→ Belge metni
==*==
Bütün insanlığa hitap edecek ve bütün dünyayı kucaklayacak bir din, el­bet­te gizli kalamazdı. Madem insanlığı maddî mâ­nevî huzura kavuşturmak için bu din gönderiliyordu; öyle ise, açıktan açığa insanlara bildirilmesi ve teb­liğ edilmesi zarurî idi.

Cenab-ı Hak, kâinatta her şeyi tedric kanununa bağlamış­tır. Bu kanuna ria­yet ve itaat etmeyenlerin zamandan ala­cakları cevap hiç şüphesiz, muvaffaki­yetsizlik olacaktır.

Re­sû­lul­lah Efendimiz de, Allah’tan aldığı tâlimat üzerine bu kanuna riayet etti. Üç sene müddetle peygamberliğini ve İslamiyeti açıktan açığa kimseye bildirmedi ve anlatmadı. Tebliğinde son derece tedbirli ve ihtiyatlı davranıyor, ancak emniyet ettiği kimselere durumunu arz edi­yor­du.
==*==
→ İstenen görev 1
Belge metninde "Bütün insanlığa hitap" ile başlayıp "şüphesiz, muvaffaki­yetsizlik olacaktır." ile biten kısmı, bu son sözler de dahil olmak üzere hiç değiştirmeden yazın.
→ İstenen görev 2
Lütfen aşağıdaki nokta işaretleme satırlarının tamamını, geçen her "green leaf" yerine "yellow leaf" koyarak güncelleyin; geri kalan her şey olduğu gibi kalsın.

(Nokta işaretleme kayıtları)
==*==
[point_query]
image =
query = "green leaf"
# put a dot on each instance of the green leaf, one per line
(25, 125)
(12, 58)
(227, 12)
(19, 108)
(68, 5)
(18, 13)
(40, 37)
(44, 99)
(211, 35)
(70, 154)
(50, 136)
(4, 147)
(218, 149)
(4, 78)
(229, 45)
==*==
→ Tam cevap 1
Bütün insanlığa hitap edecek ve bütün dünyayı kucaklayacak bir din, el­bet­te gizli kalamazdı. Madem insanlığı maddî mâ­nevî huzura kavuşturmak için bu din gönderiliyordu; öyle ise, açıktan açığa insanlara bildirilmesi ve teb­liğ edilmesi zarurî idi.

Cenab-ı Hak, kâinatta her şeyi tedric kanununa bağlamış­tır. Bu kanuna ria­yet ve itaat etmeyenlerin zamandan ala­cakları cevap hiç şüphesiz, muvaffaki­yetsizlik olacaktır.

→ Tam cevap 2
[point_query]
image =
query = "yellow leaf"
# put a dot on each instance of the yellow leaf, one per line
(25, 125)
(12, 58)
(227, 12)
(19, 108)
(68, 5)
(18, 13)
(40, 37)
(44, 99)
(211, 35)
(70, 154)
(50, 136)
(4, 147)
(218, 149)
(4, 78)
(229, 45)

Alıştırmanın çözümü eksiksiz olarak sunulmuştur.